Copy every one of the entries below verbatim, line for line, without changing anything.

### Record list
— Start —

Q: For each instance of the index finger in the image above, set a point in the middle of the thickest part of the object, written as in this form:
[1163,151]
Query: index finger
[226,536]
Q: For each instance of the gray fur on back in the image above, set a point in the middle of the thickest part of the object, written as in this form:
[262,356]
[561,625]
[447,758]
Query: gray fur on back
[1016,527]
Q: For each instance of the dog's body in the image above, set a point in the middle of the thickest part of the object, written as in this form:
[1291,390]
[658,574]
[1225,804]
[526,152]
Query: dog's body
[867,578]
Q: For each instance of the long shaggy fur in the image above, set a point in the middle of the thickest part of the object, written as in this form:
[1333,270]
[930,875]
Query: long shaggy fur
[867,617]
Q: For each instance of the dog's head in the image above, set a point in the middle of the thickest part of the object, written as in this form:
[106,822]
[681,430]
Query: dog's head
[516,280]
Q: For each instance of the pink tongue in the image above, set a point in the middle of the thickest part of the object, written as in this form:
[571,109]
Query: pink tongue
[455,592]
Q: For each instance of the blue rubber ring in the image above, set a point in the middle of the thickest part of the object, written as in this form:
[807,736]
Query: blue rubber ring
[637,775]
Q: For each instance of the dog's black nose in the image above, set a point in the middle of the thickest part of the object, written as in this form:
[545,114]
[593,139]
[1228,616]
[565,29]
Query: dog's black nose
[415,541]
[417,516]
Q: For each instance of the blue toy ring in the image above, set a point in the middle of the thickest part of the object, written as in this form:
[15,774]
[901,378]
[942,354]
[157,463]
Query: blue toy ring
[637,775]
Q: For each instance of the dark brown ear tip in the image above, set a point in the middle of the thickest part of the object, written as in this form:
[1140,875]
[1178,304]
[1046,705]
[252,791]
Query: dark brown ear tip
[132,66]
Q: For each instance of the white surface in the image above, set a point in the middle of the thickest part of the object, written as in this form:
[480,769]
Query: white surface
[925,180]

— End —

### Written response
Q: For each instance of the index finger in the image above, set a point in the middle of the thickest part of the object, written as in this form:
[1163,151]
Query: index finger
[226,536]
Q: For each instance of the gray fur on back in the image above, set a point in the middle of the thickest part of the object, written as in this form:
[262,356]
[561,625]
[447,758]
Query: gray fur on back
[1016,527]
Q: For each instance of the dog's body in the image above, set a point in the middle of the thickest part of the object, written as in this form:
[1291,390]
[658,574]
[1225,804]
[526,152]
Query: dog's body
[867,578]
Q: For each instance of the long shaggy fur in the image above, set a point in the middle of the thickest part of the object, written as in this form:
[1333,270]
[930,875]
Query: long shaggy fur
[867,617]
Q: For each instance of the dog's head in the image above, set a point in the middle of the thickest part of the object, written as in this form:
[106,822]
[681,430]
Query: dog's head
[516,280]
Q: For each instance of the pink tongue in the image above, set a point in the middle of the thickest part of the object, written as in this form:
[571,109]
Query: pink tongue
[455,592]
Q: For each instance of the blue rubber ring in the image above, set a point in the middle of the thickest part of the object, written as in this form:
[807,736]
Query: blue rubber ring
[637,775]
Q: For each instance of the dog's black nose in the image above, set a point in the middle of the thickest part of the object, written as in this form:
[545,114]
[593,139]
[1228,616]
[565,29]
Query: dog's black nose
[415,541]
[417,516]
Q: For each instance of the blue toy ring in the image above, set a point in the middle of the thickest part of the object, written as in this form:
[15,774]
[901,378]
[942,354]
[157,463]
Query: blue toy ring
[637,775]
Q: For each instance of the dark brown ear tip in the image above, set a point in the middle of the thickest part of the object, written as in this form:
[1140,875]
[1178,304]
[1046,705]
[252,791]
Query: dark brown ear tip
[132,66]
Q: For each instance of the white surface in the image above, set a point in the middle of the thickest part of the object, written as in this form:
[480,769]
Query: white surface
[925,180]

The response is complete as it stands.